§ **SELECTION**

--- Begin ---

As we look around college classrooms today, they are beginning to resemble the workforce. The diversity of learners has increased with the changes in the nontraditional student population over the past few decades. Nontraditional learners are becoming the new face of students in higher education, just as they have always been the learners in the workforce. The numbers of adults in the classroom are expected to continue to increase over time. Primary among the many reasons for this change are “an aging and increasingly diverse population, the rapid pace of technological change, and the constantly shifting demands of the workplace in this era of a global economy” (Ross-Gordon, 2011, p. 26). Therefore, we are seeking ways to not only teach these diverse populations in higher education but also to train the diverse populations in the workforce.


In reviewing the needs of nontraditional learners, both in the workforce and in higher education, we found some similarities and overlapping concepts that could assist with learning, retention and motivation among adults. Nontraditional learners in higher education tend to have other priorities, such as families and jobs. Ross-Gordon (2011) presented a 2003 NCES report titled Work First, Study Second in which more than half of the undergraduate students surveyed viewed themselves as workers who were students. Meanwhile, Houle, Chiocchio, Favreau and Villeneuve (2012) explored the concepts of family interfering with work and work interfering with family. Though the authors’ study was based on factors of how family and work interfered with each other, it provides a clear view of the role conflict. Are workers parents first?

--- End ---

§ **YOUR GOAL**
Reproduce the passage on nontraditional learners in its entirety, word for word.

§ **RAW DATA**
--- Begin ---

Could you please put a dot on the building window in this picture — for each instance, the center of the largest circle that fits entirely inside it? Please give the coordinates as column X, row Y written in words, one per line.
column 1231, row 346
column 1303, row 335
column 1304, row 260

--- End ---

§ **WRITTEN RESPONSE**
As we look around college classrooms today, they are beginning to resemble the workforce. The diversity of learners has increased with the changes in the nontraditional student population over the past few decades. Nontraditional learners are becoming the new face of students in higher education, just as they have always been the learners in the workforce. The numbers of adults in the classroom are expected to continue to increase over time. Primary among the many reasons for this change are “an aging and increasingly diverse population, the rapid pace of technological change, and the constantly shifting demands of the workplace in this era of a global economy” (Ross-Gordon, 2011, p. 26). Therefore, we are seeking ways to not only teach these diverse populations in higher education but also to train the diverse populations in the workforce.


In reviewing the needs of nontraditional learners, both in the workforce and in higher education, we found some similarities and overlapping concepts that could assist with learning, retention and motivation among adults. Nontraditional learners in higher education tend to have other priorities, such as families and jobs. Ross-Gordon (2011) presented a 2003 NCES report titled Work First, Study Second in which more than half of the undergraduate students surveyed viewed themselves as workers who were students. Meanwhile, Houle, Chiocchio, Favreau and Villeneuve (2012) explored the concepts of family interfering with work and work interfering with family. Though the authors’ study was based on factors of how family and work interfered with each other, it provides a clear view of the role conflict. Are workers parents first?